Passage shown START
Even as we map these profound injustices, don’t get it twisted. Black women are more than the sum of their relative disadvantages―they are active agents who craft meaning out of their circumstances and do so in complicated and diverse ways. The exceptional generative capacity of black girls and women in circumstances of deep inequality is so profoundly incomprehensible to so many they have little choice but to understand it as black girl magic.
Don’t get it twisted: Black women are more than the sum of their relative disadvantages.
How else to understand that black women had the highest voter turnout of any category of voters in both 2008 and 2012, twice choosing an American president while no one asked a single black woman to moderate a presidential debate? How else can we understand that in 2014 black women candidates running statewide in Ohio and Georgia accumulated more than one million votes even though their state parties largely ignored their races? How else to understand that when black women picked up four Congressional seats in 2014, one of those seats was to the first black woman elected to congress from New Jersey, Representative Bonnie Watson-Coleman? And her first order of business was to come here to Capitol Hill and help form this first congressional caucus for black women and girls.
Passage shown END
Dataset START
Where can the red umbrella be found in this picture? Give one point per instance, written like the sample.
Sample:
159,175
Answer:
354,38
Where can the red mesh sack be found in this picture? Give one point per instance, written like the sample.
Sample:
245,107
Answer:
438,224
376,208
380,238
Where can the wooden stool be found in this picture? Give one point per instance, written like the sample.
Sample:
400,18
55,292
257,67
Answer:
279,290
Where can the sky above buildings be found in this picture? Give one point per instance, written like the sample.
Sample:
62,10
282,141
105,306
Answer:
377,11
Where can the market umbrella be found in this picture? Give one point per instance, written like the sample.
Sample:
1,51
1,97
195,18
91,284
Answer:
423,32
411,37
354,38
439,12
Dataset END
* [What is needed]
From the passage on black women's political agency above, extract word for word the part that opens with the words containing "Don’t get it twisted: Black" and closes with "women and girls.".

* [Solution]
Don’t get it twisted: Black women are more than the sum of their relative disadvantages.
How else to understand that black women had the highest voter turnout of any category of voters in both 2008 and 2012, twice choosing an American president while no one asked a single black woman to moderate a presidential debate? How else can we understand that in 2014 black women candidates running statewide in Ohio and Georgia accumulated more than one million votes even though their state parties largely ignored their races? How else to understand that when black women picked up four Congressional seats in 2014, one of those seats was to the first black woman elected to congress from New Jersey, Representative Bonnie Watson-Coleman? And her first order of business was to come here to Capitol Hill and help form this first congressional caucus for black women and girls.